-- Source text start --
Kia ora koutou. Talofa. Kia Orana. Malo e lelei. Bula Vinaka. Fakaalofa atu. Namaste. Kumusta. Haere mai ki Te Kura Huruhuru Ao o Horomaka. Warm greetings to the Hornby High School community.

When our own children were at school, I clearly recall wanting to know what their schools stood for. And I have to say it wasn’t always clear. For you as whānau, parents, caregivers, and students, at Te Kura Huruhuru Ao o Horomaka Hornby High School I want to make sure that there is no doubt about what we stand for.

So what do we think is most important?

Of greatest priority is the need for solid respectful relationships for every learner. We want every learner to have a ‘learning advisor’, specifically their ’wānanga advisor’, with whom they build a strong relationship, someone who walks their journey with them through their education. Relationships are the vital first ingredient.

Accepting and celebrating every young person’s culture is essential if we are to set every learner up for success.
-- Source text end --
Pick up the Hornby High School welcome message after its last sentence and continue it in the same voice.
-- Data listing start --
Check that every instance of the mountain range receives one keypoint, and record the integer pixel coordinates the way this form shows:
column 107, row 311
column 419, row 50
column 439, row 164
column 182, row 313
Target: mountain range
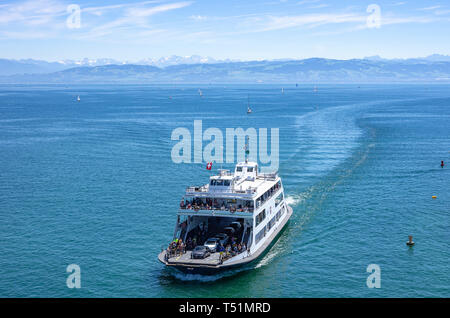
column 196, row 69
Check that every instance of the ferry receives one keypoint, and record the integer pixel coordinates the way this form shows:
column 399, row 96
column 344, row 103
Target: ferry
column 231, row 221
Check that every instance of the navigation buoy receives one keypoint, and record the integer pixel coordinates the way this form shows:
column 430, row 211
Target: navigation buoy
column 410, row 242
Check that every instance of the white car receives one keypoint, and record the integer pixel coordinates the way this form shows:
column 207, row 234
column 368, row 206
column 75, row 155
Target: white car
column 223, row 238
column 211, row 244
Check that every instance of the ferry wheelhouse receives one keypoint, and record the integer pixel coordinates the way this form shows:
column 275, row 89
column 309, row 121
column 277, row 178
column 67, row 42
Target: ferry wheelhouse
column 228, row 222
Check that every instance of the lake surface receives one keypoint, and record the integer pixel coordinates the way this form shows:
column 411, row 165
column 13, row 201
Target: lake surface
column 92, row 183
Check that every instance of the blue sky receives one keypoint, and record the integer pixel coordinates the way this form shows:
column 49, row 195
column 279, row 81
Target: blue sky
column 246, row 30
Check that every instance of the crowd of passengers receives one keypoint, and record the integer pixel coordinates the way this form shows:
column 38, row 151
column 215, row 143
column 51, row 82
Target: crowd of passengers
column 178, row 247
column 210, row 204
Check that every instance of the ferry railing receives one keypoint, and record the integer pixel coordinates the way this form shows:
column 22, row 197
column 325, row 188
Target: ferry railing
column 228, row 209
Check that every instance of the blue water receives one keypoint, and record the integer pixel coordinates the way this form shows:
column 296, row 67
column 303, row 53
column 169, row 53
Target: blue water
column 92, row 183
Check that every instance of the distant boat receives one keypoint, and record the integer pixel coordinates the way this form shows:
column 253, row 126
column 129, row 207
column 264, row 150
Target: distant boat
column 249, row 110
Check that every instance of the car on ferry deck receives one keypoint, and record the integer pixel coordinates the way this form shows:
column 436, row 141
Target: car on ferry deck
column 200, row 252
column 212, row 243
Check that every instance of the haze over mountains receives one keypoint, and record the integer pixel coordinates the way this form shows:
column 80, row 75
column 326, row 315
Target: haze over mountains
column 197, row 69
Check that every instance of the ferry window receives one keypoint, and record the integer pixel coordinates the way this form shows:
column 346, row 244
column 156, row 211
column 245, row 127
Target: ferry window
column 278, row 199
column 260, row 217
column 260, row 235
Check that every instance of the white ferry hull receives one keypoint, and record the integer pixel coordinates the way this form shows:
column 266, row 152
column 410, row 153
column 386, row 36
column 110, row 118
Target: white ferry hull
column 193, row 267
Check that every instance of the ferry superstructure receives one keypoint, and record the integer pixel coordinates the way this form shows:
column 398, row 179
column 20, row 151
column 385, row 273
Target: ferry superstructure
column 243, row 212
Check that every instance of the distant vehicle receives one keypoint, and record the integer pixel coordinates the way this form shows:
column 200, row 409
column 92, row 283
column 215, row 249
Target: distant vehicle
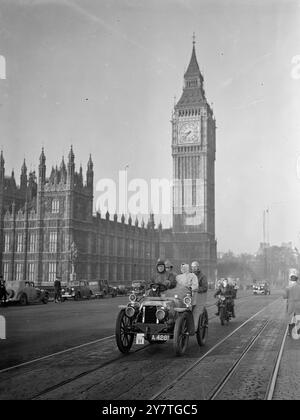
column 261, row 289
column 76, row 290
column 25, row 292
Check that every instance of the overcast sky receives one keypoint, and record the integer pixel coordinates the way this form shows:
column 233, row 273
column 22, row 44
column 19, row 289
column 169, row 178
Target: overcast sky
column 102, row 75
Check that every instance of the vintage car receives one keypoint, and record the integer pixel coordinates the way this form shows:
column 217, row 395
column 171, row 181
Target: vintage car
column 261, row 289
column 78, row 289
column 25, row 292
column 157, row 318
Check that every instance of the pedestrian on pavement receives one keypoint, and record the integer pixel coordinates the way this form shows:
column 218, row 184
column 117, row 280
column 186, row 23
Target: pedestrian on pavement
column 57, row 289
column 292, row 294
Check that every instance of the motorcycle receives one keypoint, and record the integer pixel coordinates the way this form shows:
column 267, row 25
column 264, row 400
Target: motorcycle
column 225, row 308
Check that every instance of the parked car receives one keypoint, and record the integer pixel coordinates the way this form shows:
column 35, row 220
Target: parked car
column 76, row 290
column 98, row 292
column 25, row 292
column 261, row 289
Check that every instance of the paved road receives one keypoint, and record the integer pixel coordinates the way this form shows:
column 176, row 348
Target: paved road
column 37, row 330
column 98, row 371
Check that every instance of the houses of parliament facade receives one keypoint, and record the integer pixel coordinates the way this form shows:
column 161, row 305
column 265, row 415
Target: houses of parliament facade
column 47, row 225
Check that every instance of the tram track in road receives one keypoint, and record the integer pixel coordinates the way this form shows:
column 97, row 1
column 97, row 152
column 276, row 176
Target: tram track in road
column 82, row 374
column 218, row 389
column 183, row 374
column 48, row 392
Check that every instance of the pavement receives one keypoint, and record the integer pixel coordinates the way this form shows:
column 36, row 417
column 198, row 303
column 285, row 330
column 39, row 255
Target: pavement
column 89, row 366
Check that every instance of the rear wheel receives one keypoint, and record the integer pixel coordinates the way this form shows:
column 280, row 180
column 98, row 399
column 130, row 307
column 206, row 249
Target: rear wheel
column 202, row 331
column 124, row 336
column 23, row 300
column 181, row 334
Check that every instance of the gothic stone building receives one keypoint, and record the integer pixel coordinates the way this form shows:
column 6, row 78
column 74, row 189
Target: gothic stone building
column 194, row 154
column 44, row 220
column 41, row 220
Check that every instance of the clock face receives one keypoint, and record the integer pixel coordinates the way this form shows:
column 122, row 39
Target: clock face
column 188, row 133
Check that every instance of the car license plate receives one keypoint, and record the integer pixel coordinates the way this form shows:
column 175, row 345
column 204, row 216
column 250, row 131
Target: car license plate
column 140, row 339
column 160, row 337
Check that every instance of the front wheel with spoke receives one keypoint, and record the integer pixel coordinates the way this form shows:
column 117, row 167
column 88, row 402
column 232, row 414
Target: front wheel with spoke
column 124, row 335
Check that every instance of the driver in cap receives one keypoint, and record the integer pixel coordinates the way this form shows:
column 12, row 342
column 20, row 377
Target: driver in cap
column 161, row 276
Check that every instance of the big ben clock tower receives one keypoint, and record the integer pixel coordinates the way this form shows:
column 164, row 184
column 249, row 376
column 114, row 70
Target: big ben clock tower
column 193, row 152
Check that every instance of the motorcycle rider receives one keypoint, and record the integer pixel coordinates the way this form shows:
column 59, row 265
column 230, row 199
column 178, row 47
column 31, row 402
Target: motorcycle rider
column 292, row 294
column 57, row 289
column 3, row 291
column 225, row 289
column 202, row 292
column 171, row 274
column 162, row 276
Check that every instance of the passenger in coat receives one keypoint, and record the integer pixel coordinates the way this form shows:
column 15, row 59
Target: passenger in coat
column 161, row 276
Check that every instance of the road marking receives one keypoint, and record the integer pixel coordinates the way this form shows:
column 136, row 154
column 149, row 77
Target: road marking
column 55, row 354
column 207, row 353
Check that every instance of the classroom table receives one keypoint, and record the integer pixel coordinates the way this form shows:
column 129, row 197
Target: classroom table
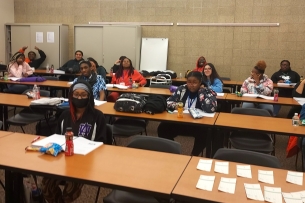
column 186, row 190
column 281, row 100
column 116, row 167
column 259, row 123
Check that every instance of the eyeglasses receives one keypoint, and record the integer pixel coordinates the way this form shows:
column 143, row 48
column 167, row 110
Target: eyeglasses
column 82, row 96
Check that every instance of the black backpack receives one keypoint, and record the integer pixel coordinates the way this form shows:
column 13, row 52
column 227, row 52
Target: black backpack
column 155, row 104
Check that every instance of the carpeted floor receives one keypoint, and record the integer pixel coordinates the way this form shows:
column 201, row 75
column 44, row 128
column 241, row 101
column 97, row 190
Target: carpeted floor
column 89, row 192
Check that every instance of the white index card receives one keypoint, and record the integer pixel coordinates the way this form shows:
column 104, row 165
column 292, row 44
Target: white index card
column 292, row 198
column 273, row 194
column 302, row 193
column 253, row 191
column 221, row 167
column 265, row 176
column 205, row 182
column 295, row 177
column 205, row 164
column 244, row 171
column 227, row 185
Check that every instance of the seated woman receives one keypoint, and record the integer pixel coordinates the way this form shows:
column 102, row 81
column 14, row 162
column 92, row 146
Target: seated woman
column 99, row 70
column 124, row 74
column 258, row 83
column 211, row 78
column 81, row 113
column 18, row 68
column 96, row 82
column 71, row 66
column 193, row 95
-- Data listing end --
■ Result of this exercise
We are driven by the need to ensure equity for all learners. Everyone deserves the chance to grow and learn, and to access the resources necessary for that to happen.

This leads us on to our shared values of commitment, achievement, resilience, and respect (we call these our CARR values). All groups need a commonly accepted set of values, which are given effect through rites, rituals, rules, and expectations. We try to make sure that these values are at the centre of all of our interactions with students, and with each other.

We want every learner to feel that their individual needs matter. We think that developing creativity is an important piece of the mahi required to do that, and so our vision to be ‘he puna auaha a centre of creative excellence’. This supports our Manaiakalani focus, our ‘pedagogy’ (our way of causing learning) ‘learn create share’. Creativity is one of the key things that makes us human, along with our ability to empathise, to understand how other people might feel, and why. We are educating our young people to take their place in a complex and demanding world, and it will be our creativity and our humanity that give each and every one of us the best chance of doing that.

That doesn’t mean that we will always be successful at meeting those individual needs, life is full of compromises. However we are committed to trying.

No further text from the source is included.